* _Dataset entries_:
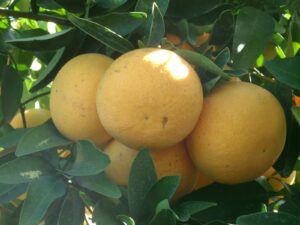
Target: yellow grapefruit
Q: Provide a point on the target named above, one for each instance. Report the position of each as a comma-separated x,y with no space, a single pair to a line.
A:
149,98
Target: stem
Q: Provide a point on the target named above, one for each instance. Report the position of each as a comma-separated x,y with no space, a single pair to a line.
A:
22,111
29,15
35,97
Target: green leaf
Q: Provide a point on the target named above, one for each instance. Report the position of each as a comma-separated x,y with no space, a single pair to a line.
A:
164,188
24,169
72,209
147,6
187,209
52,68
164,214
11,93
285,70
203,62
223,58
268,219
12,138
223,29
11,192
89,160
41,193
40,138
100,184
110,4
194,8
231,201
121,23
165,217
142,177
126,219
156,30
296,113
101,33
103,216
253,31
45,42
71,6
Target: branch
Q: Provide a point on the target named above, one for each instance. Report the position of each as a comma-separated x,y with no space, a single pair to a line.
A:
30,15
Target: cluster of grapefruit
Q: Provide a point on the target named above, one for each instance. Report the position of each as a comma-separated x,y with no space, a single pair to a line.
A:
152,98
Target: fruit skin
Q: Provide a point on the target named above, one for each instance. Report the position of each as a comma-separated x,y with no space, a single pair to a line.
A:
168,162
178,42
149,98
33,117
73,97
202,181
240,134
275,180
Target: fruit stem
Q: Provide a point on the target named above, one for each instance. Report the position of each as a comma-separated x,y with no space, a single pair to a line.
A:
35,97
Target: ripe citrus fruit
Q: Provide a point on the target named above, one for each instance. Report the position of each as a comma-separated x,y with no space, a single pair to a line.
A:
240,133
276,181
202,181
173,161
73,97
149,98
33,117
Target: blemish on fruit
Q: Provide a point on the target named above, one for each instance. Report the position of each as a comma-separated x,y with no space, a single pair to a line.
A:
164,121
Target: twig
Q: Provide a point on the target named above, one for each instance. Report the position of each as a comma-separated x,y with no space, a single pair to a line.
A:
35,97
30,15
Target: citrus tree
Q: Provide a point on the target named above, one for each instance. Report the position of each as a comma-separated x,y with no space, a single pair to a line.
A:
90,90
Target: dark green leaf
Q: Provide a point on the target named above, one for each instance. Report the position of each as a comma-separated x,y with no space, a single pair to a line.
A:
165,217
89,160
100,184
223,58
268,219
164,214
142,177
72,209
253,31
209,85
102,34
164,188
223,29
187,209
70,5
110,4
11,192
52,68
41,138
156,27
41,193
147,6
104,216
11,93
202,61
126,219
231,201
285,70
24,169
194,8
121,23
296,113
12,138
45,42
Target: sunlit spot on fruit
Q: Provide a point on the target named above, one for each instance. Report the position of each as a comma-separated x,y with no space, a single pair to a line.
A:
51,27
35,65
240,47
37,105
172,62
33,174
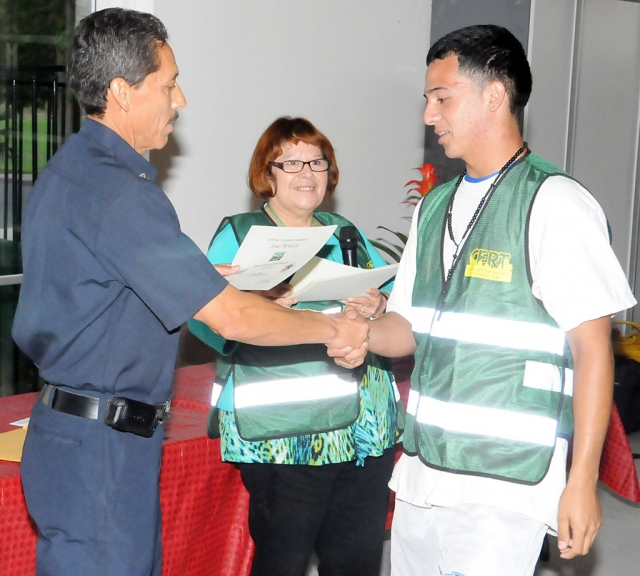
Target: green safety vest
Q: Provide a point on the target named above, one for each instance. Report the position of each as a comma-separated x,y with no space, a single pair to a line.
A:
493,372
283,391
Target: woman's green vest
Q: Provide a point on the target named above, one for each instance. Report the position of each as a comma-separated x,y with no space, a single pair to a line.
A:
292,390
492,378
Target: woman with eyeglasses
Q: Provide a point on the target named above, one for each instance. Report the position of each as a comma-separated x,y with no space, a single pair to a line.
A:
316,468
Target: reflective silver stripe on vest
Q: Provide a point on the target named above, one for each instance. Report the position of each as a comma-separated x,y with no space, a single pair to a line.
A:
294,390
215,393
488,330
396,392
481,420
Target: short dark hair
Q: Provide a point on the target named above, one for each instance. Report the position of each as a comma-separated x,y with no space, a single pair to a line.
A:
112,43
269,147
487,52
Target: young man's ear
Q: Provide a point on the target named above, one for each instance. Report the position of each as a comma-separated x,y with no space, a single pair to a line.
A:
496,95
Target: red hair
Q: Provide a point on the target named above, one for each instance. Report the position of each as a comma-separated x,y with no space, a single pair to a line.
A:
269,147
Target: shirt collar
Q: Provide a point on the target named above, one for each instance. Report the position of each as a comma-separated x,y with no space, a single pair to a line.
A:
125,154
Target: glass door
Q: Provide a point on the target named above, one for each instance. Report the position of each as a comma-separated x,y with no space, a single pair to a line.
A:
37,112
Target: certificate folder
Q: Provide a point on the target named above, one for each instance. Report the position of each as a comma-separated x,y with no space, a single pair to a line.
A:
322,279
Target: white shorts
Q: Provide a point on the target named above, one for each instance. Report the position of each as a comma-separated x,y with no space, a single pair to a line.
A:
467,540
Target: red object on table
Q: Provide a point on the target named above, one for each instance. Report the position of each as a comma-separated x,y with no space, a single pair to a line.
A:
204,504
617,466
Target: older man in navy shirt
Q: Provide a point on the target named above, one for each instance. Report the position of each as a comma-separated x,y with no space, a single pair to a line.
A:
108,279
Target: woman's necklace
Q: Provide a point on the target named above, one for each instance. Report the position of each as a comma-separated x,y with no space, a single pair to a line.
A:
482,202
279,222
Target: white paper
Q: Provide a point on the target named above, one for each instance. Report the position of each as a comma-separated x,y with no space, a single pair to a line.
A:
322,279
270,254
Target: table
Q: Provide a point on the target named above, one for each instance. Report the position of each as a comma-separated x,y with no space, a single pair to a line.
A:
204,504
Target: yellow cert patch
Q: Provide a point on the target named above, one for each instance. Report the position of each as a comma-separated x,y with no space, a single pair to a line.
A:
489,265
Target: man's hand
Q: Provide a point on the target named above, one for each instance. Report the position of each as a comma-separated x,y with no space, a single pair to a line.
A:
348,356
352,335
579,519
579,513
370,306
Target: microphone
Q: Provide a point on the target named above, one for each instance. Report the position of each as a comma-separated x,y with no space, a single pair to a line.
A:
349,245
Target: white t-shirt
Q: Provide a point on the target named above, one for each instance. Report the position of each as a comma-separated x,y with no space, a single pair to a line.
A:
577,277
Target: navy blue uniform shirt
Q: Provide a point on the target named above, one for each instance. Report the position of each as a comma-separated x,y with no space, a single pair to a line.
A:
108,274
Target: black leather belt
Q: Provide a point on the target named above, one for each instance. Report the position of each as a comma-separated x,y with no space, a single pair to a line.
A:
70,402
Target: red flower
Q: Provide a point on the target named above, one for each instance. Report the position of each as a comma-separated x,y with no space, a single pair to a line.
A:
424,186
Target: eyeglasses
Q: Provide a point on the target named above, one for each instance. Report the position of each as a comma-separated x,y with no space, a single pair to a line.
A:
293,166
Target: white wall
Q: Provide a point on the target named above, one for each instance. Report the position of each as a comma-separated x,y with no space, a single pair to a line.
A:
355,69
584,110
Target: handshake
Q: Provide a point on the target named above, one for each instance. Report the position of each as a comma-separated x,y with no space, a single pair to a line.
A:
350,344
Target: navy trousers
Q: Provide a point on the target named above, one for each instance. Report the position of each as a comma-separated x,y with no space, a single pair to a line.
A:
338,510
93,493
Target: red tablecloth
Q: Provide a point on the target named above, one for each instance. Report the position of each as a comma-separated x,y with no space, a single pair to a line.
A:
204,504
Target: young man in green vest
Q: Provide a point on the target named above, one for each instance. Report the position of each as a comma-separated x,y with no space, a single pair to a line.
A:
504,294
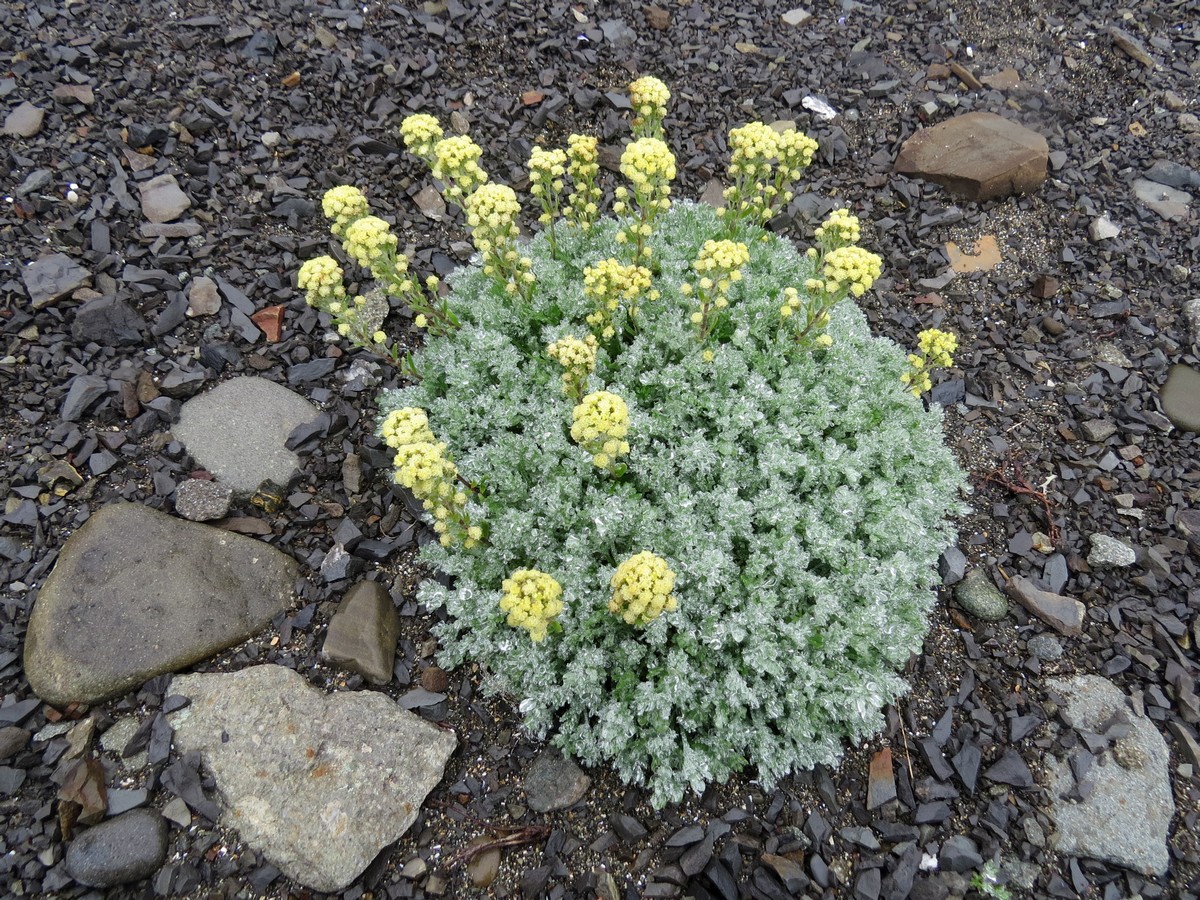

* _What to work on_:
Each line of the entries above that includes the string "hair" should be copied out.

* _Answer to this task_:
Target: short dark hair
Target: red hair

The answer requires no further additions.